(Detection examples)
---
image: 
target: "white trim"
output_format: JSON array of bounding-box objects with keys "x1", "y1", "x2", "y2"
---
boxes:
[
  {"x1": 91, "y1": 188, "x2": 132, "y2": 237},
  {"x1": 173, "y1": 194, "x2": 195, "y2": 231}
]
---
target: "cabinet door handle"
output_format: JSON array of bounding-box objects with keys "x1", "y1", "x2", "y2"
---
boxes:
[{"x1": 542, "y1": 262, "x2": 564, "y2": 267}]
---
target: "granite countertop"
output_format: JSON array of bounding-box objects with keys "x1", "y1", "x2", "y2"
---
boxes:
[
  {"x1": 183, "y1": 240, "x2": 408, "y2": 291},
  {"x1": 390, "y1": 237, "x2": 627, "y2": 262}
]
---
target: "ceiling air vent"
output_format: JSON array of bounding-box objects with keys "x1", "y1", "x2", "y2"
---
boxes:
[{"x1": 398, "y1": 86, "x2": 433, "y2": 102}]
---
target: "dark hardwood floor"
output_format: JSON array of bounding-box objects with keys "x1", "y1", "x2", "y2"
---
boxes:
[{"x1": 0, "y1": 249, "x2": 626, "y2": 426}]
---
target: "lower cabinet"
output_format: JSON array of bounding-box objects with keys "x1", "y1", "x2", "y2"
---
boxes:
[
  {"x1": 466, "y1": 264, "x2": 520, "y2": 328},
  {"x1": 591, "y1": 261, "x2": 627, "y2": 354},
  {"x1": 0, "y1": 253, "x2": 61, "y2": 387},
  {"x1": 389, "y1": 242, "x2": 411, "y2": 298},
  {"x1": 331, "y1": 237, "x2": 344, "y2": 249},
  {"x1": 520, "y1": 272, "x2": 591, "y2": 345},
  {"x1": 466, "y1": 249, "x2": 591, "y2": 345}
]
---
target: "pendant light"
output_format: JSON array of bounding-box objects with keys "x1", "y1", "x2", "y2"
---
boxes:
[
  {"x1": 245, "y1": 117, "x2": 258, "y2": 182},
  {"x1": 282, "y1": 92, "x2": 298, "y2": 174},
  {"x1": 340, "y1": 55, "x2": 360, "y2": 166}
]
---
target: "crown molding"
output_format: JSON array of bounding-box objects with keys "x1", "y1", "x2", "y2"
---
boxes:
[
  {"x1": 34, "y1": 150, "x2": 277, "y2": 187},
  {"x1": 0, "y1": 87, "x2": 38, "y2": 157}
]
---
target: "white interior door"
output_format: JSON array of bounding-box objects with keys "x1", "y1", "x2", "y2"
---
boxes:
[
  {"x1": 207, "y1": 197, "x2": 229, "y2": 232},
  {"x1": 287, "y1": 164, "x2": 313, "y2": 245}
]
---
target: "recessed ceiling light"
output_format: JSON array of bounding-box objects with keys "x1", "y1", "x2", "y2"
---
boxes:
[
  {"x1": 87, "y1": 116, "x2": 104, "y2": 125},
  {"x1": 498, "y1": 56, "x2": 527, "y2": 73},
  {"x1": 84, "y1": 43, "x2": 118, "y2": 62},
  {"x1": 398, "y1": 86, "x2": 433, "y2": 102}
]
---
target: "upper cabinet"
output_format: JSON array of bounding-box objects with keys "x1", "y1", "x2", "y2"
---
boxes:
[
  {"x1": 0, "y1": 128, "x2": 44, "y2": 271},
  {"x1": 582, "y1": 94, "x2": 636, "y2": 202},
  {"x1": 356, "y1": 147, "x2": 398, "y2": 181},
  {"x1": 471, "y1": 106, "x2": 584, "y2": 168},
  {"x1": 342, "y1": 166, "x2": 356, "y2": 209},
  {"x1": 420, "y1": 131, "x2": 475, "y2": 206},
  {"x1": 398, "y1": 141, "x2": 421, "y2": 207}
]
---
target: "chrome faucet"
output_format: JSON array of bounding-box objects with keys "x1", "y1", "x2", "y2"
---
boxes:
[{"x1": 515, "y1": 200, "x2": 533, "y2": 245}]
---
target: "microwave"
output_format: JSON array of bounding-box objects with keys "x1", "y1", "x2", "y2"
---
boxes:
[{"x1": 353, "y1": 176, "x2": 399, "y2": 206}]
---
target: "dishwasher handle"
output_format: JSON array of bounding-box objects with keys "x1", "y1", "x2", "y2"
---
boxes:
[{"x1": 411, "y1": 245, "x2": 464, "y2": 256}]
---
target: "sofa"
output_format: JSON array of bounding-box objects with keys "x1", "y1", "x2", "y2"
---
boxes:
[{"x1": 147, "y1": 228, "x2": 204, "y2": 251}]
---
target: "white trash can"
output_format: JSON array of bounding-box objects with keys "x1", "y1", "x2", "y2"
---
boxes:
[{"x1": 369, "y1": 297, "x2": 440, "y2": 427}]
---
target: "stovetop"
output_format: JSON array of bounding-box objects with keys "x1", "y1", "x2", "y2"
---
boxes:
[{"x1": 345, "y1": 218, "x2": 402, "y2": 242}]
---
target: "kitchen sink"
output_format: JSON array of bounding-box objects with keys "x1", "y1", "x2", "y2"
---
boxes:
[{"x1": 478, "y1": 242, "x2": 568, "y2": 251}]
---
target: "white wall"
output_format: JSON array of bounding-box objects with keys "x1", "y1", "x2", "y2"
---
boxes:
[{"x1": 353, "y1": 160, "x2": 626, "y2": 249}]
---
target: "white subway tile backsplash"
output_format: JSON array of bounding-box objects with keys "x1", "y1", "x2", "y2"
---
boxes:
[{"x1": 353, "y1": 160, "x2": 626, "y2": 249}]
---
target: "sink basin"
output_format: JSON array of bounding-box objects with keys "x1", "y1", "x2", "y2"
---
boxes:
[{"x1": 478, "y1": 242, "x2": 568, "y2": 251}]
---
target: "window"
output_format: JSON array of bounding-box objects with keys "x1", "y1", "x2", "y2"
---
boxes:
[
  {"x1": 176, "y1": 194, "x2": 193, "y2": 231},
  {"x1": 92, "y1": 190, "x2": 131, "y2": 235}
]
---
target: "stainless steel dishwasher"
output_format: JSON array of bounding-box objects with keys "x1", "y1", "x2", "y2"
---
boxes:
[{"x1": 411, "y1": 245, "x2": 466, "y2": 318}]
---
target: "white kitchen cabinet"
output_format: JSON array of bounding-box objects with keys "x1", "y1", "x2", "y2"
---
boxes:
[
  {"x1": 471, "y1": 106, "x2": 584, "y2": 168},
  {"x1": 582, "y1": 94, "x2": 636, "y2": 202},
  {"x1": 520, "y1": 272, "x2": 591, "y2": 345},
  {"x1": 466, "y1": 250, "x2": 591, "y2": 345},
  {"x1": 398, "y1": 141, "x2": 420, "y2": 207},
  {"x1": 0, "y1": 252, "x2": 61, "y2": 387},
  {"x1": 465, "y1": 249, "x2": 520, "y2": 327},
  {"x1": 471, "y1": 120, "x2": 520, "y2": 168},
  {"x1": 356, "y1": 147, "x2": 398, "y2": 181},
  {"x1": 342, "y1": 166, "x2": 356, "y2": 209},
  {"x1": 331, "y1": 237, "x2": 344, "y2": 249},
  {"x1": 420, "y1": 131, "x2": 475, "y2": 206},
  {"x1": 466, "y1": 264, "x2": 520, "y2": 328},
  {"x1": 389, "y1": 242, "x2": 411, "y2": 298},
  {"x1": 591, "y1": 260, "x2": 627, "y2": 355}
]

**Your goal**
Filter the items above down to every line that contains the string "door", and copy those lines unchanged.

**Output of the task**
target: "cabinet door handle"
target: "white interior door"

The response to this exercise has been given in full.